◆ **ACTIVITY**
Please make an exact transcription of all the data that follows.

┌──

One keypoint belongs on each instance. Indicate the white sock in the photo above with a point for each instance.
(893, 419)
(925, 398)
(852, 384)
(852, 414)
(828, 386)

└──

◆ **RESULT OF THIS EXERCISE**
One keypoint belongs on each instance. Indicate the white sock in the photo above with a point for each instance.
(893, 419)
(925, 398)
(852, 384)
(852, 414)
(828, 386)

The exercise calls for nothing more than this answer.